[What the exercise asks] Please render every line of the rows below as a JSON list of strings, one string per line, with blank lines dropped and the pictures left out.

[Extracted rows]
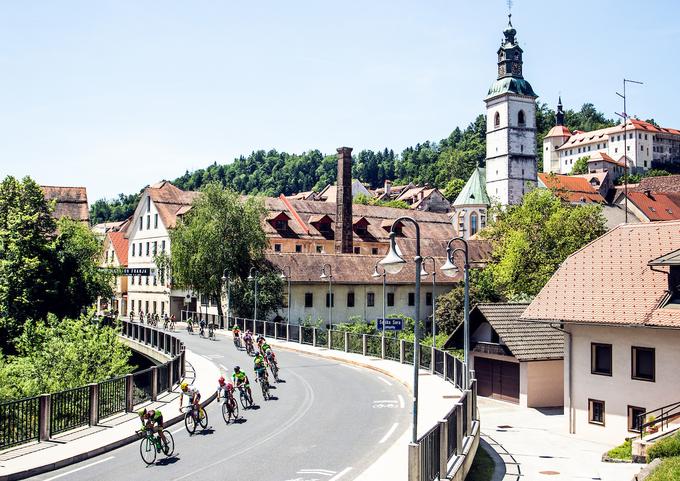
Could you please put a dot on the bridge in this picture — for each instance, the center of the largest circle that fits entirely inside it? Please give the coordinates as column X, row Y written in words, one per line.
column 341, row 412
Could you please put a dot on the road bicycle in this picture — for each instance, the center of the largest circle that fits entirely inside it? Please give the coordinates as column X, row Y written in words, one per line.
column 245, row 398
column 264, row 385
column 229, row 408
column 194, row 417
column 152, row 444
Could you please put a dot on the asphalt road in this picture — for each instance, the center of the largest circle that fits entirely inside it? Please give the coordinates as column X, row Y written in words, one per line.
column 329, row 422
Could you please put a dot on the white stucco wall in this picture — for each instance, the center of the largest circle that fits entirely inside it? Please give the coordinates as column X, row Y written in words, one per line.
column 620, row 390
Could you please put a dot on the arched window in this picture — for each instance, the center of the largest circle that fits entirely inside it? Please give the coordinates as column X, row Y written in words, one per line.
column 473, row 223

[Finished task]
[
  "Could you please put a dot on the bridge in this picture — for each instance, the center of the largest circle that fits entirely inside it? Please give the coordinates as column X, row Y written in words, one per line.",
  "column 341, row 412",
  "Could you please put a dot on the road bicycle in this picture — for each instance, the center of the largest circle that fits entirely inside it? Please give the coordinates as column X, row Y written in words, one per line.",
  "column 245, row 398",
  "column 264, row 385",
  "column 229, row 408",
  "column 194, row 417",
  "column 152, row 444",
  "Could you please put a dot on the asphalt road in this picture — for each instance, the center of the largest circle that fits entirely inside it? Please give the coordinates as column X, row Y written in words, one per line.",
  "column 329, row 422",
  "Could you please put a dot on the white stucco wall in this picture — for each instance, the center of the largest circle that fits entirely inside it? Please give the coordinates as column X, row Y written in words, one per line.",
  "column 620, row 390",
  "Could you please put a dot on the arched window in this picture — for each instance, the center of the largest circle that fits entirely inside it? Please give the coordinates as column X, row Y written in words, one per line.",
  "column 473, row 223"
]